Anthony Mironov is the CEO of Wingspan. We talked to Anthony because Wingspan sits at the middle of two important trends: 1) new global payroll companies that allow companies to easily pay contractors anywhere, and 2) vertical SaaS platforms targeting HR and payroll as key wedge use cases from which to expand.

Questions

  1. Can you give a little background on the origin story of Wingspan and what services you provide?
  2. As far as reverse engineering a paycheck, are there tools and software that are popular that people traditionally use for that?
  3. Most payroll and benefits products are sold to the companies that are doing the hiring, and not positioned towards freelancers or contractors. Strategically, why was it important for Wingspan to offer the product to individuals?
  4. Are you seeing freelancers being able to exert any influence over what payroll software they want companies to use?
  5. What are the commonalities with companies who rely so heavily on contractors? Or is there a shift across the board to using that kind of labor?
  6. How do you think about how we got to this point as far as the talent marketplace and the need to retain talent?
  7. One interesting dimension is international versus domestic labor. Do you think about expanding or does Wingspan consider domestic an interesting place to play on its own?
  8. If a company had half their contractors domestic and a few overseas workers, where would Wingspan fit in for that kind of team, one that’s partially dispersed?
  9. Do you see more domestically focused companies like Gusto and Justworks as potential competitors here?
  10. What is it like for freelancers when they use Wingspan? Do they get a dashboard similar to Gusto or Justworks, where they can see when they’re going to get paid and so on?

━━━━━━

▶ _Problem set_:
A. Answer these questions using the Wingspan interview text:
(i) What position does Anthony Mironov hold at Wingspan?
(ii) Which two domestically focused companies does question 9 name as potential competitors?
(iii) What is the first of the two trends at whose middle Wingspan is said to sit?
B. Continue the Wingspan interview text from the point at which it stops.
The data that follows is drawn from a separate source.

▶ _Dataset content_:

━━━━━━

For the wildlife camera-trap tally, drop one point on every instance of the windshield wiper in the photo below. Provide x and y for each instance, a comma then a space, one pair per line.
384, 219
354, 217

━━━━━━

▶ _Exercise responses_:
A.
(i) He is the CEO of Wingspan.
(ii) Gusto and Justworks.
(iii) New global payroll companies that allow companies to easily pay contractors anywhere.

B.
  11. You mentioned some of the integrations being API first. For some of these mid-market companies with a thousand plus employees, how big of a focus is it to integrate with other things in the stack, like TriNet? Is that something you’re focused on?
  12. Do you have any product market fit numbers or data you could share?
  13. Gusto Wallet and Deel have something vaguely similar on the banking side. We looked at it in terms of the margins of payroll being low, but some companies layer on banking features to drive higher margin revenue. How do you think about that?
  14. How do you think about the opportunity to have a “Wingspan Wallet” so folks can keep their money with you?
  15. Is there evidence of network effect, that customers using Wingspan across the board want to stay on the platform? Have you seen folks put this in their hiring ads or advertise it in some way? Or contractors insisting on bringing it from job to job?
  16. What does your tech stack look like? Are you using a BaaS provider?
  17. What was the clinching factor about working with Unit? What was the selection process?

Interview

Can you give a little background on the origin story of Wingspan and what services you provide?

I spent the majority of my career working in payroll and benefits for small businesses. 

I became a freelancer myself at the end of 2016, and quickly realized that I could earn a great living working on my own terms. But it was really, really difficult. I started Googling: “How do you send an invoice? What's a contract? How do you piece together these disparate insurance providers like Oscar and Guardian?” 

When tax season came around, I had to basically lock myself in a room for a week to reconcile my entire life. 

I did that for a few cycles, and it opened up my eyes to this real pain point within the massive population that’s untethering from traditional employment structures—a pain point that has historically been solved by the traditional W2 paycheck.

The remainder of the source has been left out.